◆ Problem to work on ◆
Give only the lines from the one containing "Q: Pick out each instance of the dark" through the end of the material below, exactly as written.

+++ Data for the task

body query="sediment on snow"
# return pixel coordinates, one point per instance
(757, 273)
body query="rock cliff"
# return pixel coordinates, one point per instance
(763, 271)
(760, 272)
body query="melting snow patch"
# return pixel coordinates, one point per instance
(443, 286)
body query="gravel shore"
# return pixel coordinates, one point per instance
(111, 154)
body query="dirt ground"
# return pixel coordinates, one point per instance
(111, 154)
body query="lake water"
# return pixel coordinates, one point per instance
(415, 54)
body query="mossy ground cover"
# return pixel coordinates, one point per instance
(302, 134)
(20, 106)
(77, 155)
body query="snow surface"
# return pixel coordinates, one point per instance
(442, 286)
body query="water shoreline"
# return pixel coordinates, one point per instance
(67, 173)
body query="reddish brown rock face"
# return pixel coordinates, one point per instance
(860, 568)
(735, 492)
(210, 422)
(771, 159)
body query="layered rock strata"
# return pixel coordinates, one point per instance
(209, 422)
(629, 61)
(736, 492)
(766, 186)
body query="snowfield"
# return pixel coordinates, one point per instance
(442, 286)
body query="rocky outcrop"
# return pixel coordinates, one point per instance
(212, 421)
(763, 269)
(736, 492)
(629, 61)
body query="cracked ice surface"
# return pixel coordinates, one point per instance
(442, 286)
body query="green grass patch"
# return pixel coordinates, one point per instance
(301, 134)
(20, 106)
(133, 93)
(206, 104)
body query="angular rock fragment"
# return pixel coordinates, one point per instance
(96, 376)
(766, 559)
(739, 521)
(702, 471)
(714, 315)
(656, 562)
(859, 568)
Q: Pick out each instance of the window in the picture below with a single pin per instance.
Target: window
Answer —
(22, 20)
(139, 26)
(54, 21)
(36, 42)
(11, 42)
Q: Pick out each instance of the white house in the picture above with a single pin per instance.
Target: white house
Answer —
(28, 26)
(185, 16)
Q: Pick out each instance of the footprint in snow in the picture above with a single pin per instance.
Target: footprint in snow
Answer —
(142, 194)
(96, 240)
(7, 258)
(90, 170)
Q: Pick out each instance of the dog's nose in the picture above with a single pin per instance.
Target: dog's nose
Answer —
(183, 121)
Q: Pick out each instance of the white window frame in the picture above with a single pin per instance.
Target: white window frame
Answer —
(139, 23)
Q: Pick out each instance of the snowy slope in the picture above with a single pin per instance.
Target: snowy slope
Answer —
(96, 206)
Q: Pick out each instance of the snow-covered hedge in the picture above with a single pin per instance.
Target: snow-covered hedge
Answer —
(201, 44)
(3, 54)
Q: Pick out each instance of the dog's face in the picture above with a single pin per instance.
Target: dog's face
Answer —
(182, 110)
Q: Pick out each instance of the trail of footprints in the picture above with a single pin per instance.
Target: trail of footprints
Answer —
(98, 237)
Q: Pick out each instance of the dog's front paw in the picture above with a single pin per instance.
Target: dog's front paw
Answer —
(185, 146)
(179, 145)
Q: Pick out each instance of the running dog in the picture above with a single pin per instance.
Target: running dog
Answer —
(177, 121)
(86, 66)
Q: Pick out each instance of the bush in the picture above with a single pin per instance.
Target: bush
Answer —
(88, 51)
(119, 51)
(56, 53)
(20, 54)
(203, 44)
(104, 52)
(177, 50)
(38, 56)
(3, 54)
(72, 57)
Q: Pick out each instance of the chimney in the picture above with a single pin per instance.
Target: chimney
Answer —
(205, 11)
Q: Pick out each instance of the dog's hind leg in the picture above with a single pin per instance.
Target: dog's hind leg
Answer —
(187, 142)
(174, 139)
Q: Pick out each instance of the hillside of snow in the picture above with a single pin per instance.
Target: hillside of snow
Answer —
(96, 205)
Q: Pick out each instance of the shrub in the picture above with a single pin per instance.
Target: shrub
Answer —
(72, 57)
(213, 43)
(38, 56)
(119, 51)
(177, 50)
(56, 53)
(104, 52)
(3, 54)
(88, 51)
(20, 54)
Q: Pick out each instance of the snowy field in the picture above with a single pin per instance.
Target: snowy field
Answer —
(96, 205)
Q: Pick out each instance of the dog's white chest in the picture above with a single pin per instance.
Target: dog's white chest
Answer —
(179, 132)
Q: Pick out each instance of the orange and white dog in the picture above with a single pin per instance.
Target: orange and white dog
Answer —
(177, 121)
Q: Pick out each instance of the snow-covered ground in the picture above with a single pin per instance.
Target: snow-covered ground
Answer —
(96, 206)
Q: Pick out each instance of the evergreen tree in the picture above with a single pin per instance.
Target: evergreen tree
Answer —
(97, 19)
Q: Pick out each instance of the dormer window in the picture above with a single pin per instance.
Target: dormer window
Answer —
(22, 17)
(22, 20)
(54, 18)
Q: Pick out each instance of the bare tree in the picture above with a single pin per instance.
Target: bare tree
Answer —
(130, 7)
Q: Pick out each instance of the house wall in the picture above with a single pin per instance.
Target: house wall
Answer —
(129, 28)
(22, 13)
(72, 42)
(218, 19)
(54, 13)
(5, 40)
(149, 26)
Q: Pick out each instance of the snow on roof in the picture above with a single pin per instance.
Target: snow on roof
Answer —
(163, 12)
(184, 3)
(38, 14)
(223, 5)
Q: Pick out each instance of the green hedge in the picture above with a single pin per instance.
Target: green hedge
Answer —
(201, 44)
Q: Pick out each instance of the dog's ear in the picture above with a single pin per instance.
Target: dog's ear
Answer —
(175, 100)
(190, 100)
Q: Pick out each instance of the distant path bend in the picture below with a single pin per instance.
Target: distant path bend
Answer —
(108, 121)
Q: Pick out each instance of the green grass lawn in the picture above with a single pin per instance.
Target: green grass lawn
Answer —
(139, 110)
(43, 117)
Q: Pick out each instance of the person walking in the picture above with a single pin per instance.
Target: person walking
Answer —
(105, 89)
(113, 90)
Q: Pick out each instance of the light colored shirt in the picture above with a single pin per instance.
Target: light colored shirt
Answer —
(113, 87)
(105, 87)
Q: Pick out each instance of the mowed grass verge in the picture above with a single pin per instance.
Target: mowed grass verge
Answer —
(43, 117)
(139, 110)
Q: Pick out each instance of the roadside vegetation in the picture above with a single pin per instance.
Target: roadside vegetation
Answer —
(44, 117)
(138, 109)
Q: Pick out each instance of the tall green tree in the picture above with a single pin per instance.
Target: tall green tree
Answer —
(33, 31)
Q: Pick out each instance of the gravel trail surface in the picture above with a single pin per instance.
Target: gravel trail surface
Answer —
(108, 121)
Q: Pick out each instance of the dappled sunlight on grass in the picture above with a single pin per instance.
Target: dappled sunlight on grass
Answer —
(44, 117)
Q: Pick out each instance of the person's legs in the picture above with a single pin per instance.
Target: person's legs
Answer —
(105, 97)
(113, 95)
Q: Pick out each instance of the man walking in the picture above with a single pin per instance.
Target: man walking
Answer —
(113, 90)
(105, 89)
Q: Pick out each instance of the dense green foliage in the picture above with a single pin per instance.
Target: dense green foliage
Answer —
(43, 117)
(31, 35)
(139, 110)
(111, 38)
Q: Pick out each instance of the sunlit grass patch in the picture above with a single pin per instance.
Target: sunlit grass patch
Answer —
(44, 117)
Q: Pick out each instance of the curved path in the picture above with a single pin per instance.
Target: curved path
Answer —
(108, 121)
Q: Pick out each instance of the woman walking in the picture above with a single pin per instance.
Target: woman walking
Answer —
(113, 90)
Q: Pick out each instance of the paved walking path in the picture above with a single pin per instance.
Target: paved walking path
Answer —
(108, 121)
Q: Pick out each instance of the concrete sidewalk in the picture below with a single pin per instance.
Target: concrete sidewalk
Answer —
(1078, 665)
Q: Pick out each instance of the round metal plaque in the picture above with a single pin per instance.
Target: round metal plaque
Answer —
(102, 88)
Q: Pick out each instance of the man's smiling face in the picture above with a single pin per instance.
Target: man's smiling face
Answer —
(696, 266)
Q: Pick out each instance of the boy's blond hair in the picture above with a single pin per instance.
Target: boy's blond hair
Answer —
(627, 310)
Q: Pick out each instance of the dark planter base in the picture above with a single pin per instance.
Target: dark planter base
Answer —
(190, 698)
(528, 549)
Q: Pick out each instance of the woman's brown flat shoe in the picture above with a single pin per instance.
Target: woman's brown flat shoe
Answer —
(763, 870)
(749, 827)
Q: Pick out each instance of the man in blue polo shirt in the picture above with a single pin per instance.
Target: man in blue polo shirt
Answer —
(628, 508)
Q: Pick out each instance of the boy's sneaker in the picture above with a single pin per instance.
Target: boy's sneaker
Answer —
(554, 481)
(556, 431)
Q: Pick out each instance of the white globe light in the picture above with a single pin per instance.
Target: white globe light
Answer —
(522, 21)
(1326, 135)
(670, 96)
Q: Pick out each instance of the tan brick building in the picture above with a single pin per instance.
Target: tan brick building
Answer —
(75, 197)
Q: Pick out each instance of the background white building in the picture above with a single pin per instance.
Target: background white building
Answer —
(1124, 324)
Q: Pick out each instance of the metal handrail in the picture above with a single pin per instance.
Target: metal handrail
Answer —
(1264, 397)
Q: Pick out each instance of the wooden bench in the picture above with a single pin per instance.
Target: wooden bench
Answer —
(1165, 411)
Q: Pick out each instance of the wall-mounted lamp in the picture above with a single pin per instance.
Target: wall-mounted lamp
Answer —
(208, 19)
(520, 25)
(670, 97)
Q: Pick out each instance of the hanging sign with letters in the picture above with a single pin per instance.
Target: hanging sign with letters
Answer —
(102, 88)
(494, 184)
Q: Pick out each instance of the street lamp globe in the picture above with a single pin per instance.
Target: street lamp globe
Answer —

++++++

◆ Task solution ◆
Q: Pick out each instance of the dark planter base in the picture above with a single pin per instance.
Target: dark planter base
Answer —
(190, 698)
(528, 549)
Q: Pick out each instance of the woman's brown flat shoe in the picture above with a single pin per instance.
Target: woman's brown flat shoe
Answer —
(763, 870)
(749, 827)
Q: Pick out each instance of the man in blue polo shirt in the picture above with a single pin per instance.
Target: man in blue polo shirt
Answer —
(628, 508)
Q: Pick out each instance of the boy's sneaker in the picture above with a single pin per instance.
Target: boy's sneaker
Answer —
(554, 481)
(556, 431)
Q: Pick out each instance of the white globe light in the picture above with a single pin per instance.
Target: white globe light
Answer —
(522, 21)
(1326, 135)
(670, 96)
Q: Pick out each instance of the tan brick building in the picture above with a single pin per instance.
Target: tan brick building
Answer —
(75, 197)
Q: Pick out each instance of the background white building in the picture above with a single pin per instance.
Target: background white building
Answer —
(1124, 324)
Q: Pick out each instance of the metal handrail in the picture above with a single pin per instance.
Target: metal handrail
Answer —
(1264, 397)
Q: Pick out each instance of the wooden bench in the picture above with a single pin per instance.
Target: wooden bench
Answer —
(1165, 411)
Q: Pick out each instance of the wall-mounted lamp in the picture above with a single pin per instance.
Target: wall-mounted lamp
Answer —
(208, 19)
(520, 25)
(670, 97)
Q: Pick out each instance of the hanging sign with letters in the picture above with a single pin per instance.
Target: hanging sign with letters
Answer —
(102, 88)
(494, 184)
Q: Pick out each instance of the street lamp globe in the picture above with a single pin per instance.
Target: street lamp globe
Answer —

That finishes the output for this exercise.